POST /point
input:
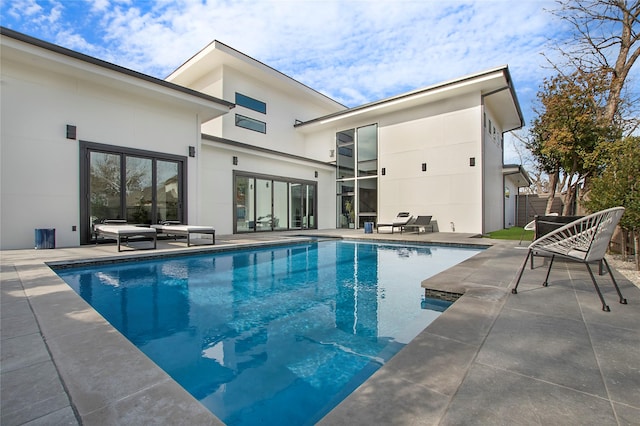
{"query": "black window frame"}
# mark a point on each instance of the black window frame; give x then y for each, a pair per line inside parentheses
(87, 147)
(239, 118)
(251, 103)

_Required action:_
Return the listing above in full and without alteration, excluding its pictures.

_Result for this exercise:_
POST /point
input:
{"query": "black window frame"}
# mark a point on each instance of the black window frame; give x then y for each, a pair per line inside parentheses
(87, 147)
(239, 118)
(251, 103)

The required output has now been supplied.